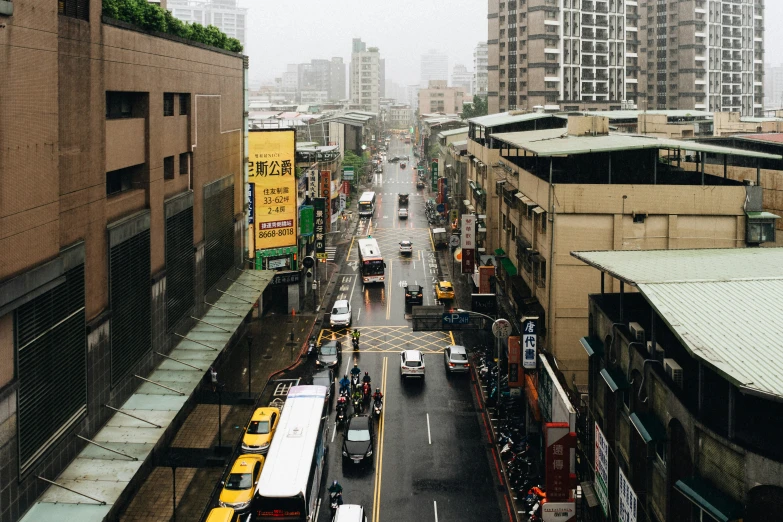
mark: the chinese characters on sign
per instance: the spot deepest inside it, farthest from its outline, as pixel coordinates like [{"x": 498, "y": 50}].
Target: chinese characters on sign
[
  {"x": 515, "y": 376},
  {"x": 320, "y": 227},
  {"x": 529, "y": 340},
  {"x": 602, "y": 469},
  {"x": 628, "y": 500},
  {"x": 271, "y": 174}
]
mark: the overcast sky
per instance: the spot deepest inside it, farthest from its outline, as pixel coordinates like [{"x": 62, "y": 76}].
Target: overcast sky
[{"x": 296, "y": 31}]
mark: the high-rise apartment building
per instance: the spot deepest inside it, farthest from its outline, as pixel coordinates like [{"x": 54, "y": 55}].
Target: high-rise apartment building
[
  {"x": 703, "y": 54},
  {"x": 603, "y": 54},
  {"x": 480, "y": 69},
  {"x": 223, "y": 14},
  {"x": 463, "y": 78},
  {"x": 365, "y": 76},
  {"x": 434, "y": 66}
]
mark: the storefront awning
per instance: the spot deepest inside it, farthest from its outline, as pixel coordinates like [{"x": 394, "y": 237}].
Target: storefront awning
[
  {"x": 709, "y": 498},
  {"x": 615, "y": 379},
  {"x": 592, "y": 345},
  {"x": 508, "y": 266},
  {"x": 648, "y": 426}
]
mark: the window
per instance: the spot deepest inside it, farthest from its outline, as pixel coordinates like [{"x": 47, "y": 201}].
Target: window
[
  {"x": 168, "y": 167},
  {"x": 168, "y": 104},
  {"x": 184, "y": 105},
  {"x": 184, "y": 163},
  {"x": 74, "y": 8}
]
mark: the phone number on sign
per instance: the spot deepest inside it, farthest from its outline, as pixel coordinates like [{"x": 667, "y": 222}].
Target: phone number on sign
[{"x": 265, "y": 234}]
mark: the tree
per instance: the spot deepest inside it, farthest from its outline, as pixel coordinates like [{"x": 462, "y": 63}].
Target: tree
[{"x": 475, "y": 109}]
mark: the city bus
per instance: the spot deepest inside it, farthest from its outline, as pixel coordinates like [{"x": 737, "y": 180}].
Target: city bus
[
  {"x": 290, "y": 480},
  {"x": 371, "y": 262},
  {"x": 367, "y": 204}
]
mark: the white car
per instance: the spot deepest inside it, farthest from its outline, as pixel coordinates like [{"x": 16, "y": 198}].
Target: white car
[
  {"x": 341, "y": 314},
  {"x": 412, "y": 364}
]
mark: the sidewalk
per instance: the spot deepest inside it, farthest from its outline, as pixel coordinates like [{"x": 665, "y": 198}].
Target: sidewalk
[{"x": 279, "y": 341}]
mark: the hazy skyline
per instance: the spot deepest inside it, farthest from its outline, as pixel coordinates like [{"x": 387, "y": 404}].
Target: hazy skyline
[{"x": 286, "y": 32}]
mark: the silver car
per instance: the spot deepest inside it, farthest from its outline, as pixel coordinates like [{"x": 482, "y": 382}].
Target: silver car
[{"x": 455, "y": 358}]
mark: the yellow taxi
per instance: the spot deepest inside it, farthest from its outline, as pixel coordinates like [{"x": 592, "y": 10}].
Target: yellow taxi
[
  {"x": 240, "y": 485},
  {"x": 444, "y": 290},
  {"x": 259, "y": 433}
]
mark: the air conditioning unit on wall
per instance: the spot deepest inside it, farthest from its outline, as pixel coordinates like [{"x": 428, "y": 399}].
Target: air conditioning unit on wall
[
  {"x": 674, "y": 371},
  {"x": 637, "y": 332}
]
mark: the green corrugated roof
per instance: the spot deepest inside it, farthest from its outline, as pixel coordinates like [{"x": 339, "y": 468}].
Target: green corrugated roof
[
  {"x": 557, "y": 142},
  {"x": 724, "y": 305}
]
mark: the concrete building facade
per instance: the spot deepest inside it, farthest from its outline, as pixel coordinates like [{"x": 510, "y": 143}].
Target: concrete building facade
[
  {"x": 438, "y": 98},
  {"x": 121, "y": 205}
]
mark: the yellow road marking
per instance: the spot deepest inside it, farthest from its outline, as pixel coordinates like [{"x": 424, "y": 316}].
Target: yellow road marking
[{"x": 376, "y": 504}]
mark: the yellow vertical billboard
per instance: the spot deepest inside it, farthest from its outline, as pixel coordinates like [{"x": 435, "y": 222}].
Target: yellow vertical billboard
[{"x": 271, "y": 178}]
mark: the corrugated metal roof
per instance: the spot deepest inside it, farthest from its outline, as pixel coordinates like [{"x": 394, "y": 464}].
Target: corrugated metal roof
[
  {"x": 452, "y": 132},
  {"x": 724, "y": 305},
  {"x": 503, "y": 118},
  {"x": 557, "y": 142}
]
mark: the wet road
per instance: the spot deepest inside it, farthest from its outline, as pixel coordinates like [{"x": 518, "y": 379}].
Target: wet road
[{"x": 430, "y": 462}]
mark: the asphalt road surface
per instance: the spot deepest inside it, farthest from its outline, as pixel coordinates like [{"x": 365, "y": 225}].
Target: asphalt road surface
[{"x": 430, "y": 462}]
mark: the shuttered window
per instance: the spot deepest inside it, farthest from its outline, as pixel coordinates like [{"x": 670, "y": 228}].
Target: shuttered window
[
  {"x": 130, "y": 295},
  {"x": 219, "y": 235},
  {"x": 51, "y": 342},
  {"x": 180, "y": 259}
]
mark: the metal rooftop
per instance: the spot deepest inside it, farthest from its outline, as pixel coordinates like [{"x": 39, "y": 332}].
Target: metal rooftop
[
  {"x": 504, "y": 118},
  {"x": 557, "y": 142},
  {"x": 699, "y": 292}
]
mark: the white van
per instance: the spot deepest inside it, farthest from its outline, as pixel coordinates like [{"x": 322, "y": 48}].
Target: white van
[{"x": 350, "y": 513}]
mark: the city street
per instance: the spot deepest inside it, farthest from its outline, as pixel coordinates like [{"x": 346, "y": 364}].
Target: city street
[{"x": 430, "y": 461}]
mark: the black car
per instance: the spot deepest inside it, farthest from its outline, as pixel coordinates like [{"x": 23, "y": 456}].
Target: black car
[
  {"x": 325, "y": 377},
  {"x": 359, "y": 439},
  {"x": 413, "y": 295},
  {"x": 329, "y": 354}
]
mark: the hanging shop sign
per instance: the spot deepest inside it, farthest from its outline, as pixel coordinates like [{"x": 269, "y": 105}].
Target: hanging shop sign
[{"x": 271, "y": 156}]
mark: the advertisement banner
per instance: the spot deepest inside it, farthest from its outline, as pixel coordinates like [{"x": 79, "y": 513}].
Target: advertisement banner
[
  {"x": 468, "y": 261},
  {"x": 560, "y": 443},
  {"x": 319, "y": 205},
  {"x": 306, "y": 214},
  {"x": 602, "y": 469},
  {"x": 468, "y": 231},
  {"x": 628, "y": 499},
  {"x": 271, "y": 172},
  {"x": 529, "y": 340},
  {"x": 515, "y": 375}
]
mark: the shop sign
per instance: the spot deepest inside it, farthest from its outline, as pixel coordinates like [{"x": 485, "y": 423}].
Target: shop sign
[
  {"x": 558, "y": 462},
  {"x": 529, "y": 341},
  {"x": 515, "y": 374},
  {"x": 306, "y": 214},
  {"x": 628, "y": 499},
  {"x": 319, "y": 204},
  {"x": 285, "y": 278},
  {"x": 602, "y": 469},
  {"x": 271, "y": 172}
]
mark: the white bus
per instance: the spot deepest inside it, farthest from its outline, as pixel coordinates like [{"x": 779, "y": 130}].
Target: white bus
[
  {"x": 290, "y": 480},
  {"x": 371, "y": 262},
  {"x": 367, "y": 204}
]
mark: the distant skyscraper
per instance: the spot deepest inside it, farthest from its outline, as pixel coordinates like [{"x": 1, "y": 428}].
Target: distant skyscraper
[
  {"x": 462, "y": 77},
  {"x": 480, "y": 69},
  {"x": 223, "y": 14},
  {"x": 365, "y": 76},
  {"x": 434, "y": 66}
]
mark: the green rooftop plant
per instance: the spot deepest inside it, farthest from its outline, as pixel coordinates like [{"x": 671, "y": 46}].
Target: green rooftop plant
[{"x": 152, "y": 17}]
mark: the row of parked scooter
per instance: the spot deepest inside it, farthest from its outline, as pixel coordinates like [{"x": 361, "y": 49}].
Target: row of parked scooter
[{"x": 515, "y": 452}]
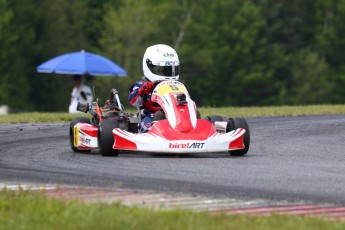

•••••

# Task details
In the listing above, locate the line containing "Target: tree" and the line containing "mark: the green corrugated roof". Transcribe those two lines and everything between them, exactly as written.

# Result for this task
Target: tree
[{"x": 475, "y": 109}]
mark: the city bus
per instance: the spot deepest inside it, farthest from its outline, as pixel coordinates like [{"x": 737, "y": 180}].
Target: city bus
[
  {"x": 290, "y": 480},
  {"x": 371, "y": 262},
  {"x": 367, "y": 204}
]
mark: the white car
per instance: the spot deepest inside it, farthest from its outline, as pixel coordinates like [{"x": 16, "y": 198}].
Target: white car
[
  {"x": 341, "y": 314},
  {"x": 412, "y": 364}
]
mark: the sidewalk
per instance: the spot deepest inside it, farthest from its outline, as pixel coordinates like [{"x": 665, "y": 198}].
Target: sidewalk
[{"x": 279, "y": 341}]
mark: the hazy skyline
per instance: the spot deepest inside it, farthest from its outline, as pixel coordinates like [{"x": 387, "y": 404}].
Target: hazy skyline
[{"x": 286, "y": 32}]
mark: the silver car
per instance: the spot deepest inside it, farthest from its outline, as pixel coordinates like [{"x": 482, "y": 382}].
Target: silver car
[{"x": 455, "y": 358}]
mark: the yellow taxi
per instance: the spot deepest inside it, farthest from its outline, as pixel coordinates like [{"x": 592, "y": 10}].
Target: yellow taxi
[
  {"x": 240, "y": 485},
  {"x": 444, "y": 290},
  {"x": 259, "y": 433}
]
mark: the air conditioning unit on wall
per instance: the spot deepest inside it, farthest from its outline, as pixel coordinates like [{"x": 428, "y": 399}].
Target: air conditioning unit on wall
[
  {"x": 674, "y": 371},
  {"x": 637, "y": 332}
]
mark: the green corrugated roof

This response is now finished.